[Opening Text for analysis section]

The ability of the body to form melanin is notoriously liable to be altered by some genetic mutation. There can hardly be any tame species of animal that as not been known to have albino, pied, red or even completely black individuals such as white crows, sparrows, ginger cats, albino guppies, black panthers, white mice, etc.
These animals owe their very frequency, as well as their considerable variation to the biochemical fact that the black granular melanin is only made after a chain of separate biochemical processes, have taken place. Each intermediate process in the chain requires a distinct enzyme. It is believed that genes are ultimately responsible for making enzymes.
Therefore, a genetic mutation affecting any one of several genes will affect the production of melanin.
Depending on the gene, each mutation could give a slightly different, as well as the same, effect on the finished melanin.
All the known mutations of cockatiels affect the formation of melanin, but the end result is different in all cases. Thus, we have fallows, opalines, cinnamons, lutinos, and pieds.

[Closing Text for analysis section]

Set of tasks ▸
#1 In the text about melanin, what does each intermediate process in the chain that produces melanin require?
#2 List every cockatiel mutation that the text about melanin names.
The data that follows has no connection to the text about melanin.

[Opening Supplied data section]

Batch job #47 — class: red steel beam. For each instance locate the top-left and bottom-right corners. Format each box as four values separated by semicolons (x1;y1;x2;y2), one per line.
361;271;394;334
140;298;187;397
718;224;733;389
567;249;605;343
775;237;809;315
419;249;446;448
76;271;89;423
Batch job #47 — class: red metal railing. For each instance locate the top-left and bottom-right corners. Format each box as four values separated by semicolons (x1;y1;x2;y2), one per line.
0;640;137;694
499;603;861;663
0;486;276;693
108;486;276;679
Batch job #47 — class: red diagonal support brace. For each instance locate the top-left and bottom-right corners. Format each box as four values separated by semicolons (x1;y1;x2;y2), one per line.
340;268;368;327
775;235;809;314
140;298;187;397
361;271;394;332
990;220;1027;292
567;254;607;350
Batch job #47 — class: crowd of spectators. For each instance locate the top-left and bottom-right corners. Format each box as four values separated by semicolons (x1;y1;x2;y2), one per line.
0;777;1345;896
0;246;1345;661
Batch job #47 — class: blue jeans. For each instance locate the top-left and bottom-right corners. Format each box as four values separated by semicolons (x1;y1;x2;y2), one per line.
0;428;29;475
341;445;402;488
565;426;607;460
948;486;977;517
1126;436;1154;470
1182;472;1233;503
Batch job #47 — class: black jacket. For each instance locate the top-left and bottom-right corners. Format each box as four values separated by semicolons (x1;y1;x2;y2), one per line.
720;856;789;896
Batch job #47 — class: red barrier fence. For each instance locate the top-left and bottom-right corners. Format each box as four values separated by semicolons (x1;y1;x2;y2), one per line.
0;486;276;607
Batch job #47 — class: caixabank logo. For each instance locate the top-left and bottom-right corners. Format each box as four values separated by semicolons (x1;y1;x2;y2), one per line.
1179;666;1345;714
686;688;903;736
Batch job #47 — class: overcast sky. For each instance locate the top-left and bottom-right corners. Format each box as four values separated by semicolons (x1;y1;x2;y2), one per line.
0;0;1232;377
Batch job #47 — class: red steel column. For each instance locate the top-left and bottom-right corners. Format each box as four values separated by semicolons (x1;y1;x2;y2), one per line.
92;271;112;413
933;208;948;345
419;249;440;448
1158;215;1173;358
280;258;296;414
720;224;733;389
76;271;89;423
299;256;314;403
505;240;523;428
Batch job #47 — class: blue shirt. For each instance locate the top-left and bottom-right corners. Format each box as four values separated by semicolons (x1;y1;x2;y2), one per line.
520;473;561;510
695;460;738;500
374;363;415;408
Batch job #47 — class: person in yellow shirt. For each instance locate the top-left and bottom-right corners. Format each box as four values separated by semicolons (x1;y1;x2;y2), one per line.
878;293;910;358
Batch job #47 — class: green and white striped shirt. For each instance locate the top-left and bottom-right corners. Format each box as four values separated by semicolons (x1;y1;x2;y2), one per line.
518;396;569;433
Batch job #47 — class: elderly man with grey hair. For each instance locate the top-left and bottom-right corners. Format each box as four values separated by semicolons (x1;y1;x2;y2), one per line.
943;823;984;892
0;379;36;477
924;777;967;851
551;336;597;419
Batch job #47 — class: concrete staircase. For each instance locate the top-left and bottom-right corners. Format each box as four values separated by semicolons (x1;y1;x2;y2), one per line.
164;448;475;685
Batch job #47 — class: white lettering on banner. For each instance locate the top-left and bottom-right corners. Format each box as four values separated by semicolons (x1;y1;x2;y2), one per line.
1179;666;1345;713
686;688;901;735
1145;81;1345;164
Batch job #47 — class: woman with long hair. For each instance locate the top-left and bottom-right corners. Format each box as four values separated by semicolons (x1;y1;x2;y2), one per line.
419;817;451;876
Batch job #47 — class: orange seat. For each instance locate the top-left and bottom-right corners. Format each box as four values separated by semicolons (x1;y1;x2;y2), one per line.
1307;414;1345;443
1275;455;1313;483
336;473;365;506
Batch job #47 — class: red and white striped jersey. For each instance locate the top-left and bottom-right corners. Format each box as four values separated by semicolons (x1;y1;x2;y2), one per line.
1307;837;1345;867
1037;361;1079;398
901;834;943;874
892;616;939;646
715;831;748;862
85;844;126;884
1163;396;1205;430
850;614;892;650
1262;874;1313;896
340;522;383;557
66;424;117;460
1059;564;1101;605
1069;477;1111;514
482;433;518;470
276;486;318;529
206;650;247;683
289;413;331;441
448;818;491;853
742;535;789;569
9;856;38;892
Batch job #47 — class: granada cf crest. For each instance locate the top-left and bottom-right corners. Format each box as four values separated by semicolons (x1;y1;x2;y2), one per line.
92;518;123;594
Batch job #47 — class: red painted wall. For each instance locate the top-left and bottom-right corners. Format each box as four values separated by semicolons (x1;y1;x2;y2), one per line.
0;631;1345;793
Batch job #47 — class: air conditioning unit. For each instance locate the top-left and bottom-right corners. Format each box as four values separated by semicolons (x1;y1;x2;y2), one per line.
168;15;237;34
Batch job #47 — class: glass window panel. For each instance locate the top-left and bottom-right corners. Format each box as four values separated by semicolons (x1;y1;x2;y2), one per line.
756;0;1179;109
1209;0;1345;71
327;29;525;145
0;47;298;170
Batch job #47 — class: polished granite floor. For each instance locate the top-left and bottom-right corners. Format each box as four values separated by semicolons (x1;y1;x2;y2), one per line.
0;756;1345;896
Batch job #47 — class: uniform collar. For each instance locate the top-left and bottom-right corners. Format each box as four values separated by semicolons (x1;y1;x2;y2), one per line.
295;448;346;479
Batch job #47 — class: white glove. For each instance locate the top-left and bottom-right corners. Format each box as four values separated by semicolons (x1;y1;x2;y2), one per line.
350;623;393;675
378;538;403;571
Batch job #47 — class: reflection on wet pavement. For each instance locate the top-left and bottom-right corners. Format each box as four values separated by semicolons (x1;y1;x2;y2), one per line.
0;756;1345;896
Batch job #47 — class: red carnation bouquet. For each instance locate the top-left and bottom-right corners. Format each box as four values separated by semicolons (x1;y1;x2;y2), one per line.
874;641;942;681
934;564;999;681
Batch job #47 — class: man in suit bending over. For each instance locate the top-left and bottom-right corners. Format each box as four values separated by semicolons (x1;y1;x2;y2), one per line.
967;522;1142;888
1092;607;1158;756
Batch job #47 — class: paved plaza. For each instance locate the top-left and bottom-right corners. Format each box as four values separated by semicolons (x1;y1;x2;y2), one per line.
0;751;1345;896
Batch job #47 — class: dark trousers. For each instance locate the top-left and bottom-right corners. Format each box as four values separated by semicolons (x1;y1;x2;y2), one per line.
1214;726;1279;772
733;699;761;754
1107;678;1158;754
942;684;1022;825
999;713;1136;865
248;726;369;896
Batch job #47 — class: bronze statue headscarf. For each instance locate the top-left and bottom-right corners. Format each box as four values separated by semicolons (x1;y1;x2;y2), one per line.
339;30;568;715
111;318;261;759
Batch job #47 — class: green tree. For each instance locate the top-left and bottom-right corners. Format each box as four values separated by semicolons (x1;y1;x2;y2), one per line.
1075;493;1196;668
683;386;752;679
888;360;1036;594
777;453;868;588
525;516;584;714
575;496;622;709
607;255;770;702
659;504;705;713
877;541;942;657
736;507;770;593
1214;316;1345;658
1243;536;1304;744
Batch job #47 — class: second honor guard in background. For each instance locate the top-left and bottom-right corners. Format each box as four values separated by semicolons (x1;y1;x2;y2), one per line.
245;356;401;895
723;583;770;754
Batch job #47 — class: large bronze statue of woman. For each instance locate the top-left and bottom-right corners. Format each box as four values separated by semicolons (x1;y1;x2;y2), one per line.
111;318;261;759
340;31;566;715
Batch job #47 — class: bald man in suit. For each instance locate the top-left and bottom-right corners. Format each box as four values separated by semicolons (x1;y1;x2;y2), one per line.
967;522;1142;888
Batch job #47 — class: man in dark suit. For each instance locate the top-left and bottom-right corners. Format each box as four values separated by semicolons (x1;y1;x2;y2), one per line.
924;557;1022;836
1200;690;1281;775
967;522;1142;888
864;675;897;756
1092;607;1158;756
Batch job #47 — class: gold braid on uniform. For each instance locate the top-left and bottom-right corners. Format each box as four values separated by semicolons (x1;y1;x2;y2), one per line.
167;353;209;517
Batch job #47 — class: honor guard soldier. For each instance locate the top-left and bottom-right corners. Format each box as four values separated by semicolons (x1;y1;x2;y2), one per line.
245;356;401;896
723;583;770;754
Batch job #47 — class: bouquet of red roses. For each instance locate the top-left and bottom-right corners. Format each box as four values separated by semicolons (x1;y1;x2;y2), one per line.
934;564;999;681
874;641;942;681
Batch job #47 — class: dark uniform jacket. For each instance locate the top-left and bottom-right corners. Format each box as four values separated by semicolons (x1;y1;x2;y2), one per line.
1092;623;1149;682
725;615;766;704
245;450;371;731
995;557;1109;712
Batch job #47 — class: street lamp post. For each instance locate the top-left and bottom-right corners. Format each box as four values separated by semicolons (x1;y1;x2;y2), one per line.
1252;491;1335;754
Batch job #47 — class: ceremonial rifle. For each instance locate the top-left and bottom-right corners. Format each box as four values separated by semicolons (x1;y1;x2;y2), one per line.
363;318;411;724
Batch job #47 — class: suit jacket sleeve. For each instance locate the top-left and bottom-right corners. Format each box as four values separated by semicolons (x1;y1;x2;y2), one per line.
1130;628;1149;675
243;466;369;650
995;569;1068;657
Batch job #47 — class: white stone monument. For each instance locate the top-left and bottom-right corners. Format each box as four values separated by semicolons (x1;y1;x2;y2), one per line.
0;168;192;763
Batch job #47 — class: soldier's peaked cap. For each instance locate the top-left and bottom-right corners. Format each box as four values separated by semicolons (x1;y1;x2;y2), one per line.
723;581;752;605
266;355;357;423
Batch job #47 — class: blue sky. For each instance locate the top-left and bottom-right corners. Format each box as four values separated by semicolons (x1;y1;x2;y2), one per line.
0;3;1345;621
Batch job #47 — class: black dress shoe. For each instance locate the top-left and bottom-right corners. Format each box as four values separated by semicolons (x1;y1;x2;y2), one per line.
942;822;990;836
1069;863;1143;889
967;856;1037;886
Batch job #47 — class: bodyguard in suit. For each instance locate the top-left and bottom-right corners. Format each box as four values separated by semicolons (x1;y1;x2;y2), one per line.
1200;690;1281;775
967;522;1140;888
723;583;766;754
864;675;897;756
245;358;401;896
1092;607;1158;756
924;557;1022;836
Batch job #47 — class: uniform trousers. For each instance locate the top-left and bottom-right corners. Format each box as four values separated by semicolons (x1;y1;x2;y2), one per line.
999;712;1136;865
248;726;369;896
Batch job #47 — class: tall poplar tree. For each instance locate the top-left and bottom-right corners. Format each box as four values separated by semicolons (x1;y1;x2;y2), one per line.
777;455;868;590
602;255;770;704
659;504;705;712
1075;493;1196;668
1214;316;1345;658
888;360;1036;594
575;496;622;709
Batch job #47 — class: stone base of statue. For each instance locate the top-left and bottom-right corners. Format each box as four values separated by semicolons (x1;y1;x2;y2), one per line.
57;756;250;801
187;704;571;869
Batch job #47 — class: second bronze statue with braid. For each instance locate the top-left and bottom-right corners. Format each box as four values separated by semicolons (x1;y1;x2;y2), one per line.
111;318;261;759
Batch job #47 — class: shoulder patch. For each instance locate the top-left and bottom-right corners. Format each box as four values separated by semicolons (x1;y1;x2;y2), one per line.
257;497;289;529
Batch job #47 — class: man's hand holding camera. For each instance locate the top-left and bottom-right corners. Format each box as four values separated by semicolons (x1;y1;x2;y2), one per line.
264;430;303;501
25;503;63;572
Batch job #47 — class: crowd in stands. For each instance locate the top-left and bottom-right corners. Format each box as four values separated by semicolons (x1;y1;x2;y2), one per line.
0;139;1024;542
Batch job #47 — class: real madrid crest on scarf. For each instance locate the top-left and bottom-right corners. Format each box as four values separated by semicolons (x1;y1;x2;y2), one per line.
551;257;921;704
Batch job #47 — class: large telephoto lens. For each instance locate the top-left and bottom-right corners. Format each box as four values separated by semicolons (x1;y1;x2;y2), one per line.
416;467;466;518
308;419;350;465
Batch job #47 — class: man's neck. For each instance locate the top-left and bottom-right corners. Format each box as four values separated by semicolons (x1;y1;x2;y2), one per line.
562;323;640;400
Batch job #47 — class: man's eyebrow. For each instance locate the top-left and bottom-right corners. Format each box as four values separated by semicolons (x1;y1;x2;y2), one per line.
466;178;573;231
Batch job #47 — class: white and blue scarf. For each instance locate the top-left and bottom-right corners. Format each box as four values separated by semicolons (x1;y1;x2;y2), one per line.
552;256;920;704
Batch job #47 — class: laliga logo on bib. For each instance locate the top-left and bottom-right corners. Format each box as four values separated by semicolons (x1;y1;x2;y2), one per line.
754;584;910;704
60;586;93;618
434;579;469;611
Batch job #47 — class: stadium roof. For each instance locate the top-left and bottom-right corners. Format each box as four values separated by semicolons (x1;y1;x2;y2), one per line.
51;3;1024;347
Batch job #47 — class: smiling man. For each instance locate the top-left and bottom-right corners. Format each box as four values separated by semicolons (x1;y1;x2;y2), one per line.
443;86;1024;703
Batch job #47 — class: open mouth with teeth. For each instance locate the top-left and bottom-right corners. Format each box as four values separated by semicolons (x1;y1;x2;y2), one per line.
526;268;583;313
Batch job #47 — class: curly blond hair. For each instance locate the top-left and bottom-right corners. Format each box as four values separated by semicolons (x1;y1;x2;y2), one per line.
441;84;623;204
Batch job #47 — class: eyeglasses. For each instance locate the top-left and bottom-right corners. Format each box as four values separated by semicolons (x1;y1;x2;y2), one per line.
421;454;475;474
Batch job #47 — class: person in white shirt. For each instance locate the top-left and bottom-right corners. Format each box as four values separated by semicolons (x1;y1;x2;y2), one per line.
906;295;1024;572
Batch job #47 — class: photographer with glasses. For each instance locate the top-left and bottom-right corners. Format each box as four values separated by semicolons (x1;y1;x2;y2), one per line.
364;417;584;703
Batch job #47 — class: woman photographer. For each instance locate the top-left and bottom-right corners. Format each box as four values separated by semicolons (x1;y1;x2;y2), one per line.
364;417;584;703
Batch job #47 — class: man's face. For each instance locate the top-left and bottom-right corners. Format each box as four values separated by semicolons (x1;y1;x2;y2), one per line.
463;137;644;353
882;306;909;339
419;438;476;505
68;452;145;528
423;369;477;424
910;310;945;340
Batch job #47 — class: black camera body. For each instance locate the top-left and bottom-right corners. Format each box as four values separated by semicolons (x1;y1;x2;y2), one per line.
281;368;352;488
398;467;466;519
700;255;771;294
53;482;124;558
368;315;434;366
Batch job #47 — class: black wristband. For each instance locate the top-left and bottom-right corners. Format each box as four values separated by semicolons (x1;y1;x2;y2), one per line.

[Closing Supplied data section]

List of answers ▸
#1 Each intermediate process requires a distinct enzyme.

#2 Fallows, opalines, cinnamons, lutinos, pieds